EXERCISE GOAL
Could you rewrite the stretch from the line containing "for every instance of the curtain, set" through the end of the data, switching "curtain" to "drapery" and leaving everything else as it is, and return only those lines?

INFORMATION SHOWN
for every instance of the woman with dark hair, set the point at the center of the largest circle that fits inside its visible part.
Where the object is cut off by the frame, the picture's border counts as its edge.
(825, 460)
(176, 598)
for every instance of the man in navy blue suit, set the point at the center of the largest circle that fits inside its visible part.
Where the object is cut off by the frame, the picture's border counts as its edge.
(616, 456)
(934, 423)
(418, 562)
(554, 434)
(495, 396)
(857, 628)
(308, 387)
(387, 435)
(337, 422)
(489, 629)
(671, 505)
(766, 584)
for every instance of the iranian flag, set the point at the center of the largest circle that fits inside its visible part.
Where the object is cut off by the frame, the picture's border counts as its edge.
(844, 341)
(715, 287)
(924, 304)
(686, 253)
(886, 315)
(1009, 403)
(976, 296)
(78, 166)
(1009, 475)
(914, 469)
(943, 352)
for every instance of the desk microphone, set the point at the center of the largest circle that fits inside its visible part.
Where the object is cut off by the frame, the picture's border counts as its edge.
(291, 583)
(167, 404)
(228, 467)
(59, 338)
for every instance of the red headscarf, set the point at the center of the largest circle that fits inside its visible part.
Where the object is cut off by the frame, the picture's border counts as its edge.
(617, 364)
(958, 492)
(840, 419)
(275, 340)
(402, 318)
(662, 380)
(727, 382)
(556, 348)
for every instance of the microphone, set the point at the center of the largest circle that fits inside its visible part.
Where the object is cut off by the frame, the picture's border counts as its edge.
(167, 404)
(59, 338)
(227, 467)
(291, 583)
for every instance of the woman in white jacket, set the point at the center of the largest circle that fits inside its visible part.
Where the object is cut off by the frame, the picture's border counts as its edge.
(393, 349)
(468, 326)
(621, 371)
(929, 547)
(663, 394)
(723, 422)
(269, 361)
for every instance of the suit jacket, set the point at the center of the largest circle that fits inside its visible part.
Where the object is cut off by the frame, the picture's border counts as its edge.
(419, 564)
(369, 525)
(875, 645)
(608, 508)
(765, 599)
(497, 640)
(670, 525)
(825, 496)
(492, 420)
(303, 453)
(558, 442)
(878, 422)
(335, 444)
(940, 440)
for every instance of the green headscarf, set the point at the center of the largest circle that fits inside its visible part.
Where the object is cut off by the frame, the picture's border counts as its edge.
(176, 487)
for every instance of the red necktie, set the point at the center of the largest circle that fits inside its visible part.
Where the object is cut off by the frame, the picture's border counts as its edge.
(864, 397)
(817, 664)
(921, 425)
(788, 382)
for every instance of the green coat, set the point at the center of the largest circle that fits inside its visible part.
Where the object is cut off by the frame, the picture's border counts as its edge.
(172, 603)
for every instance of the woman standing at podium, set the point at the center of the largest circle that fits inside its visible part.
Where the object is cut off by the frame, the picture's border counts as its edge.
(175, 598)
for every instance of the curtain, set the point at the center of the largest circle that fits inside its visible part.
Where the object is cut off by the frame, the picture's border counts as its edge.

RESPONSE
for every instance of the drapery, set the point at the center of the largest circle that fits inside its visible part.
Where the object is cut off by the frame, the picture's border counts as its edge.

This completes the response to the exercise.